• **What the task requires**: Can you return every line of the material below, from the one containing "472, row 116." down through the one containing "column 578, row 85", both included and unchanged, with nothing else?

• **Data listing**:
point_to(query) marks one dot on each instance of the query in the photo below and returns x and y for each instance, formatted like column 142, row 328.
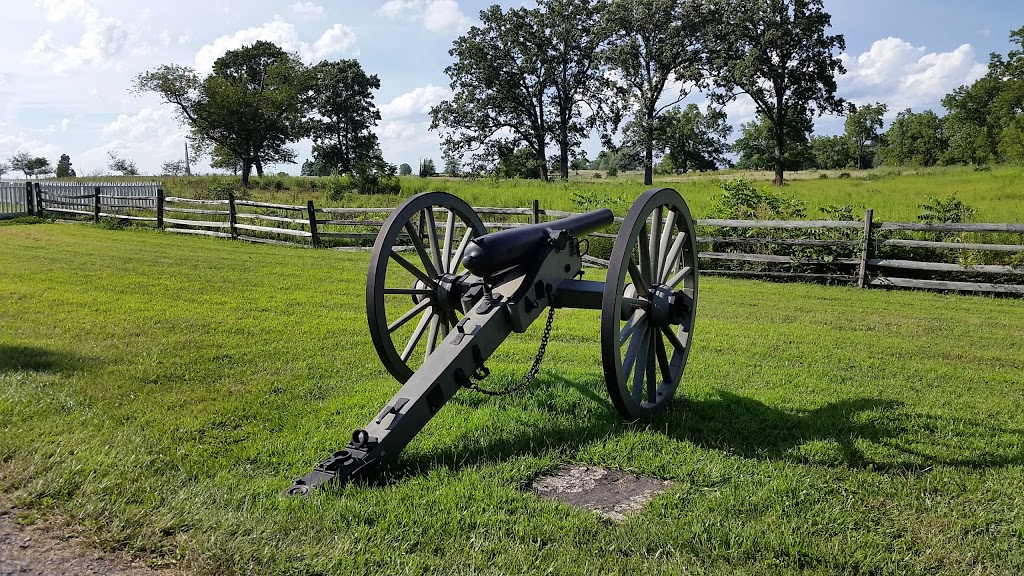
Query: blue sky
column 67, row 66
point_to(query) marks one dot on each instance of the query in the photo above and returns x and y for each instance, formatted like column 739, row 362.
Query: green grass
column 161, row 392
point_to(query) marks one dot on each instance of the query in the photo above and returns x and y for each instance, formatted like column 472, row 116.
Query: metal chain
column 531, row 373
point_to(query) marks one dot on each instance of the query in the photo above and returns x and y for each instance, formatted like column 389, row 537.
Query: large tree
column 343, row 116
column 779, row 53
column 252, row 104
column 913, row 138
column 499, row 80
column 652, row 44
column 863, row 130
column 692, row 139
column 578, row 85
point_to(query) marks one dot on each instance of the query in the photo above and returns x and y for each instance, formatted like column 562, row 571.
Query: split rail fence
column 862, row 252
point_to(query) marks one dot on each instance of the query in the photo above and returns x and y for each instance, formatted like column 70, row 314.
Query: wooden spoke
column 449, row 236
column 652, row 367
column 412, row 270
column 654, row 241
column 408, row 291
column 673, row 257
column 664, row 263
column 417, row 334
column 421, row 250
column 637, row 277
column 663, row 359
column 409, row 316
column 432, row 336
column 631, row 326
column 680, row 276
column 673, row 338
column 645, row 272
column 435, row 249
column 641, row 366
column 454, row 264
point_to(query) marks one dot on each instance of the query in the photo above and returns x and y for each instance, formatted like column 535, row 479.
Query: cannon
column 442, row 294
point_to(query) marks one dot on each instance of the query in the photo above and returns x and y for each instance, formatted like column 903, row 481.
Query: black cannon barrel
column 504, row 249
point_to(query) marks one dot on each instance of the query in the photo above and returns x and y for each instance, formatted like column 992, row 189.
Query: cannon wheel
column 649, row 303
column 419, row 248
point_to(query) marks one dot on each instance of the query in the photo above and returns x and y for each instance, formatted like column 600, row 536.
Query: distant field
column 161, row 391
column 997, row 195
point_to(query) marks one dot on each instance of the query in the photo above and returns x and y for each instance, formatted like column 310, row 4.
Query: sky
column 67, row 67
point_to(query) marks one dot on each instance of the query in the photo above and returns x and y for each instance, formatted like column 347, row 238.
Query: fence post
column 30, row 204
column 866, row 252
column 160, row 208
column 232, row 216
column 312, row 223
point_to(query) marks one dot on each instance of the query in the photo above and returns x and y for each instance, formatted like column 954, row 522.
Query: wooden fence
column 864, row 252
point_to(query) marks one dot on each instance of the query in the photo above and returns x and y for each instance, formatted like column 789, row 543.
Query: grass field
column 894, row 194
column 160, row 392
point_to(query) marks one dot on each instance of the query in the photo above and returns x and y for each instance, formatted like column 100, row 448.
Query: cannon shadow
column 896, row 439
column 32, row 359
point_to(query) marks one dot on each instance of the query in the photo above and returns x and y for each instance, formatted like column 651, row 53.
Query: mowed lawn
column 160, row 392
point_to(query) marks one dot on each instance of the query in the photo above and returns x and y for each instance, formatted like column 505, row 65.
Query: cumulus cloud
column 419, row 100
column 902, row 75
column 436, row 15
column 337, row 39
column 102, row 42
column 306, row 9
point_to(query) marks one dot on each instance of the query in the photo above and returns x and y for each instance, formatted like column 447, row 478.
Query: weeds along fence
column 968, row 257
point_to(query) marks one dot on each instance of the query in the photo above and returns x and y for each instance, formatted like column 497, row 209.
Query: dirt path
column 47, row 550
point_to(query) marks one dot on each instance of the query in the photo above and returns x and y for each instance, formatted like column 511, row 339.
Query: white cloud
column 306, row 9
column 419, row 100
column 337, row 39
column 436, row 15
column 902, row 75
column 57, row 10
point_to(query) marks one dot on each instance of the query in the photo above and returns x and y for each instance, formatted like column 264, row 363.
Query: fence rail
column 860, row 252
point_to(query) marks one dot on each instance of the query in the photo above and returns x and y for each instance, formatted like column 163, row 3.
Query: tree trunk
column 779, row 153
column 247, row 167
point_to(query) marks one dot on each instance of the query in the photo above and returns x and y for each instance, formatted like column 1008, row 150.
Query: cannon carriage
column 442, row 294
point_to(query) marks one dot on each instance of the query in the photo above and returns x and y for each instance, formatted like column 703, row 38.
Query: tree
column 252, row 105
column 343, row 115
column 863, row 128
column 499, row 80
column 427, row 168
column 19, row 161
column 691, row 139
column 64, row 167
column 756, row 145
column 652, row 43
column 173, row 168
column 913, row 138
column 830, row 153
column 39, row 166
column 778, row 53
column 119, row 164
column 573, row 35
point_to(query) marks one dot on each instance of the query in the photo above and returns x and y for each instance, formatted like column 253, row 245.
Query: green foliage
column 64, row 167
column 343, row 116
column 947, row 210
column 752, row 38
column 913, row 139
column 739, row 200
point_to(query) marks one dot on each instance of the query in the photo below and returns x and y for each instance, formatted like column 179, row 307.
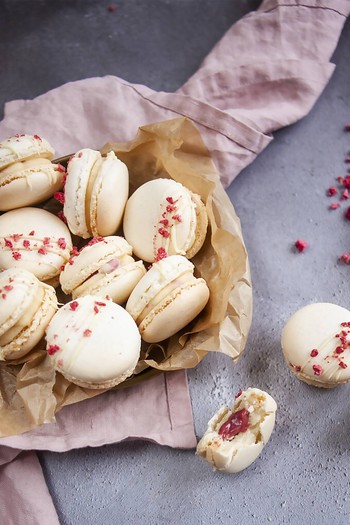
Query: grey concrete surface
column 303, row 474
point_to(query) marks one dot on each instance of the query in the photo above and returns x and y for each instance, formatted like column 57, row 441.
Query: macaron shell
column 98, row 342
column 315, row 327
column 20, row 147
column 78, row 173
column 175, row 312
column 30, row 337
column 17, row 291
column 160, row 276
column 117, row 285
column 29, row 186
column 153, row 202
column 33, row 226
column 90, row 259
column 109, row 196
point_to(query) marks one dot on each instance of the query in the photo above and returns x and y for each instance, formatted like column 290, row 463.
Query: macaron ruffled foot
column 235, row 438
column 316, row 344
column 27, row 175
column 26, row 308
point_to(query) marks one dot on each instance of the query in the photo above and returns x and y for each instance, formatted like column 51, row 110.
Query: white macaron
column 26, row 308
column 27, row 175
column 163, row 217
column 316, row 344
column 236, row 437
column 167, row 298
column 93, row 343
column 103, row 267
column 35, row 240
column 95, row 193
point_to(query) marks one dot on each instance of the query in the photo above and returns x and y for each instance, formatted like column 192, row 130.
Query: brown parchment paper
column 30, row 391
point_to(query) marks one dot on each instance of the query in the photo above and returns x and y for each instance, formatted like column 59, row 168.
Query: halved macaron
column 103, row 267
column 27, row 175
column 167, row 298
column 95, row 193
column 163, row 217
column 26, row 308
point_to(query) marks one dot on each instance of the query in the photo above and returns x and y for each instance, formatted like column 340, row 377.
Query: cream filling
column 186, row 278
column 89, row 190
column 17, row 168
column 108, row 267
column 25, row 321
column 255, row 404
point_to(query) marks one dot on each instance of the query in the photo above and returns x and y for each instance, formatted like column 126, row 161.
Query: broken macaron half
column 236, row 437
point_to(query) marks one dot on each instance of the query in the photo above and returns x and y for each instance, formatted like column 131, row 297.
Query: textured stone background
column 303, row 474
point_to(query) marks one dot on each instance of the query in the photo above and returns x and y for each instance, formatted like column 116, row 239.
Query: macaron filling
column 176, row 226
column 185, row 279
column 25, row 320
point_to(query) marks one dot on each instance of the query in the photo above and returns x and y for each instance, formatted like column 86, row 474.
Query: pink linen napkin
column 265, row 73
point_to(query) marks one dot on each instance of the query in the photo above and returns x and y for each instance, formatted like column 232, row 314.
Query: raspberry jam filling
column 236, row 423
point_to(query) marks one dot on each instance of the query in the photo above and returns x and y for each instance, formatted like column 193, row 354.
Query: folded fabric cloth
column 265, row 73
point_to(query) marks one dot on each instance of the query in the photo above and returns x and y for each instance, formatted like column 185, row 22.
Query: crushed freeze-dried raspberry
column 346, row 182
column 53, row 349
column 60, row 168
column 161, row 254
column 237, row 422
column 318, row 370
column 16, row 236
column 345, row 258
column 301, row 245
column 61, row 216
column 8, row 243
column 332, row 191
column 59, row 196
column 164, row 233
column 62, row 243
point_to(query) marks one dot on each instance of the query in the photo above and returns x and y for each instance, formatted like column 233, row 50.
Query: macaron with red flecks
column 93, row 343
column 27, row 175
column 167, row 298
column 26, row 308
column 236, row 437
column 104, row 267
column 35, row 240
column 95, row 193
column 316, row 344
column 164, row 217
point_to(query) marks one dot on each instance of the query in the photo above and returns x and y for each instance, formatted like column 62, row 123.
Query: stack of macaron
column 113, row 301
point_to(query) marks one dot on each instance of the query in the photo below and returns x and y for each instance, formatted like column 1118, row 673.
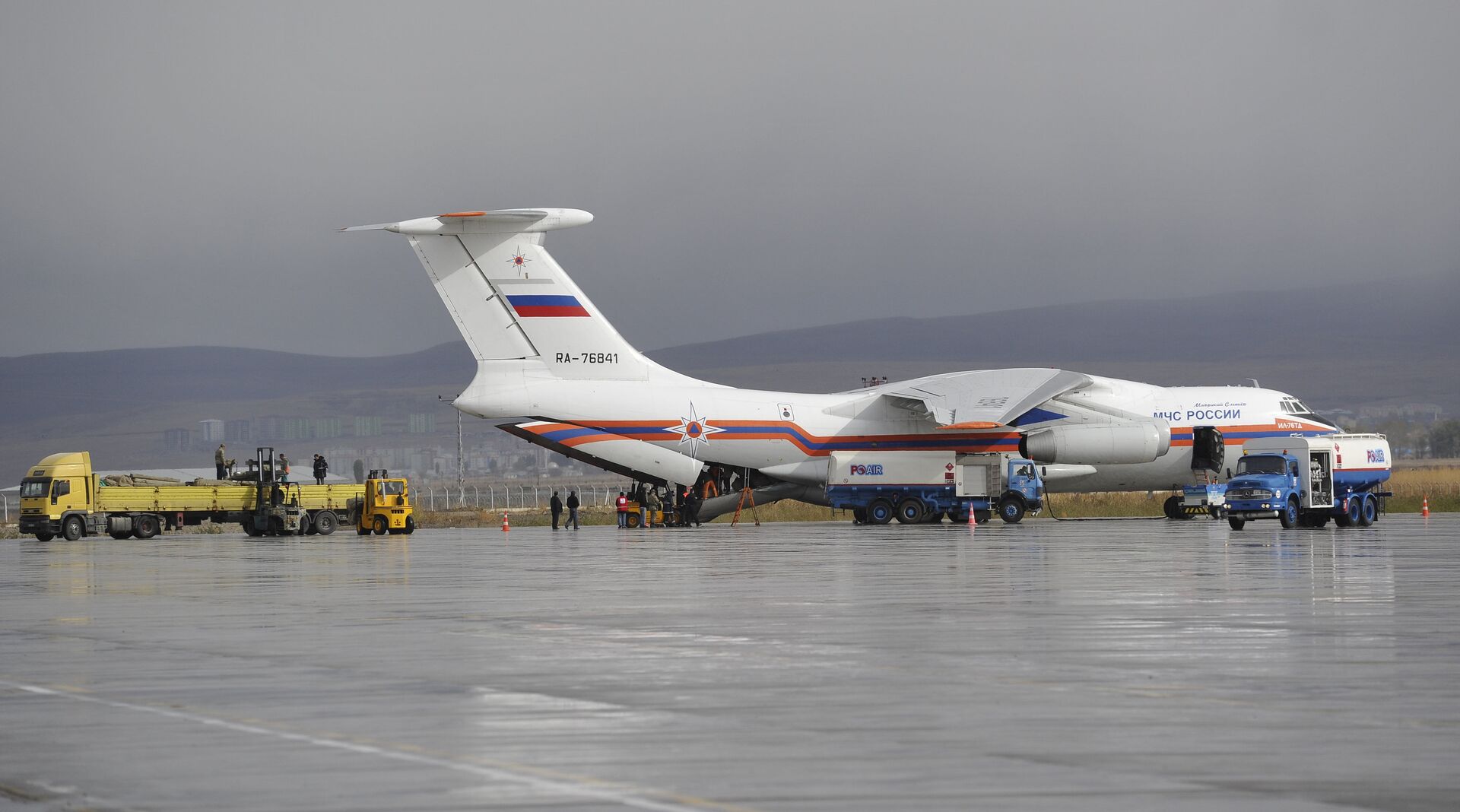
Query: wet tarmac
column 1094, row 665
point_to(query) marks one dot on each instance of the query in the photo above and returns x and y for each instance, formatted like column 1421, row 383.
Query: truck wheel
column 910, row 512
column 1011, row 509
column 1288, row 516
column 1174, row 509
column 73, row 528
column 1369, row 512
column 879, row 512
column 145, row 526
column 1355, row 513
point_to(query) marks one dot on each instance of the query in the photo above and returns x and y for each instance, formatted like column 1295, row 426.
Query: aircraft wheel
column 1369, row 512
column 1011, row 509
column 73, row 528
column 910, row 512
column 1288, row 516
column 1174, row 509
column 879, row 512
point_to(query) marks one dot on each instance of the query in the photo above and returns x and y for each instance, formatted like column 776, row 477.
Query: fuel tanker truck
column 62, row 496
column 1309, row 481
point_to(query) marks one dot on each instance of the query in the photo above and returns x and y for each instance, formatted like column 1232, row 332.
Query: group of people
column 555, row 506
column 678, row 510
column 224, row 465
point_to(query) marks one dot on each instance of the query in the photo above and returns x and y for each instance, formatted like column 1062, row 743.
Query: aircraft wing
column 983, row 398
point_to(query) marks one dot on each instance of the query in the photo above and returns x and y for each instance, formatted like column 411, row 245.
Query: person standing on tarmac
column 573, row 510
column 652, row 506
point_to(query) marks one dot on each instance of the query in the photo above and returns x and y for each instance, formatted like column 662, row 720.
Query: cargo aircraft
column 545, row 352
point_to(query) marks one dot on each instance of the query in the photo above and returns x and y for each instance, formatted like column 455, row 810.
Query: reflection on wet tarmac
column 801, row 666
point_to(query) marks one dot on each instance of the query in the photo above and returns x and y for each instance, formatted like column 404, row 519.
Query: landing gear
column 1174, row 509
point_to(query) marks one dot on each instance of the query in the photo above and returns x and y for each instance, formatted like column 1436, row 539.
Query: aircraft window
column 1260, row 465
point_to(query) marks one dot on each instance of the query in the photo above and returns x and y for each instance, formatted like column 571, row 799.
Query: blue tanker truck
column 1309, row 481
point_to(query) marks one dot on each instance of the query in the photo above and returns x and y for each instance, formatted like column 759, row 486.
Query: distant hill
column 1338, row 348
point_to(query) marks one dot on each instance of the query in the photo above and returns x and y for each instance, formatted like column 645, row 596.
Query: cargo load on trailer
column 919, row 487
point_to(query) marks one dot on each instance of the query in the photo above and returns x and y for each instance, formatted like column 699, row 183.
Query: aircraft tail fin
column 510, row 297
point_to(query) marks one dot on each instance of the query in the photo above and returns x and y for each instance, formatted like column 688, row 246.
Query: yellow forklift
column 384, row 507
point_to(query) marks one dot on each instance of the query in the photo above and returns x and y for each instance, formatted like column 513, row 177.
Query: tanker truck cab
column 56, row 497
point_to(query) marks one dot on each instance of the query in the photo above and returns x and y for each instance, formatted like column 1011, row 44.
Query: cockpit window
column 1260, row 465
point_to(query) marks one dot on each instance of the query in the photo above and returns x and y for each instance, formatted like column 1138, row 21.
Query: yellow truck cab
column 386, row 507
column 56, row 497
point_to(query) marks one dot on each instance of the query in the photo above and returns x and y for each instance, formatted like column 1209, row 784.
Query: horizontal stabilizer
column 500, row 221
column 982, row 396
column 620, row 455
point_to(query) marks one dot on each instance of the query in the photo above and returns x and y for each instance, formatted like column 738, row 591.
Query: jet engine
column 1097, row 444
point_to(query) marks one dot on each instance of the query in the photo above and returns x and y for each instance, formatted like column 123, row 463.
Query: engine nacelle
column 1097, row 444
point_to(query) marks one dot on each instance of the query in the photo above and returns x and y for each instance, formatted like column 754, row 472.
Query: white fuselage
column 790, row 436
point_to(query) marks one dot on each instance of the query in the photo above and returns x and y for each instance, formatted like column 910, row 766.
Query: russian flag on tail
column 529, row 306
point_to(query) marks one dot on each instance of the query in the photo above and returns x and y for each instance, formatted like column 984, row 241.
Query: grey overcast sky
column 173, row 174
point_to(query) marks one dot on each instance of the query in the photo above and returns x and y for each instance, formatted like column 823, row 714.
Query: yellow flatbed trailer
column 62, row 496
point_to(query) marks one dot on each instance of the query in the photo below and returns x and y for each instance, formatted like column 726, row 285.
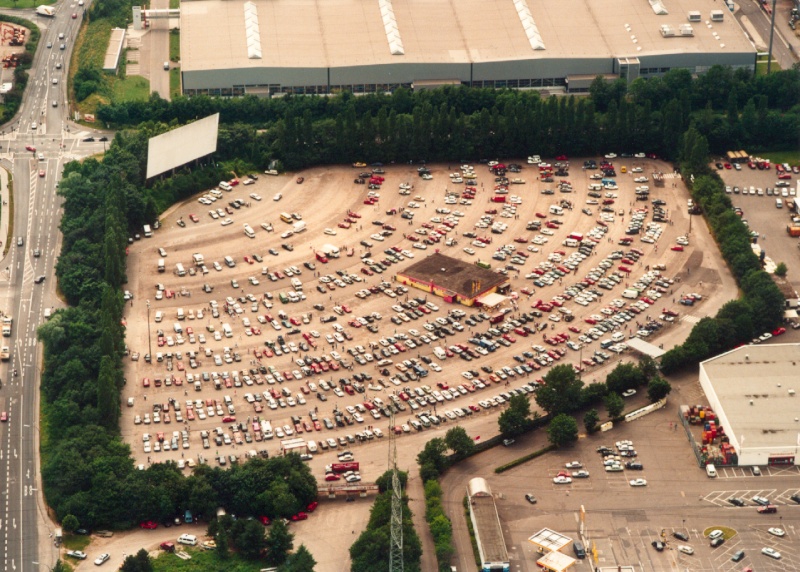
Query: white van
column 189, row 539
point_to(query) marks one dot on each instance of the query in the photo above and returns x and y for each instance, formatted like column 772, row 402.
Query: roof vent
column 525, row 17
column 252, row 33
column 391, row 29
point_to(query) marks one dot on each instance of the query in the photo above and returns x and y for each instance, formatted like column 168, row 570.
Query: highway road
column 40, row 124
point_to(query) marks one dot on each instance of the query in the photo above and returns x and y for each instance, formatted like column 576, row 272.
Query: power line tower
column 396, row 540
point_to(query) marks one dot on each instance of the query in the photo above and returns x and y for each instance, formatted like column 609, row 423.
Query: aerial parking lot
column 269, row 310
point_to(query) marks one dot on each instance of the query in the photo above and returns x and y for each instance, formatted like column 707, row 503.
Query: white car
column 771, row 552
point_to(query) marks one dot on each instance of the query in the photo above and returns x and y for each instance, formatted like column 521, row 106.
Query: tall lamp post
column 149, row 343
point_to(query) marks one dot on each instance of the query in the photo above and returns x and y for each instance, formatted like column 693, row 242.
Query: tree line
column 88, row 472
column 732, row 109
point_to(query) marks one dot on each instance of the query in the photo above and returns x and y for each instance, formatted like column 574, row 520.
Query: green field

• **Exercise answer**:
point_to(query) marks one dot on each instance of the query in the photo above and returns x and y for each instance, formatted like column 472, row 116.
Query: metal chain
column 531, row 373
point_to(query) marks one dot on each instance of the query in the photo above and returns x and y for each instance, formatted like column 389, row 537.
Query: large tree
column 343, row 116
column 779, row 53
column 252, row 104
column 913, row 138
column 499, row 80
column 652, row 44
column 863, row 130
column 692, row 139
column 578, row 85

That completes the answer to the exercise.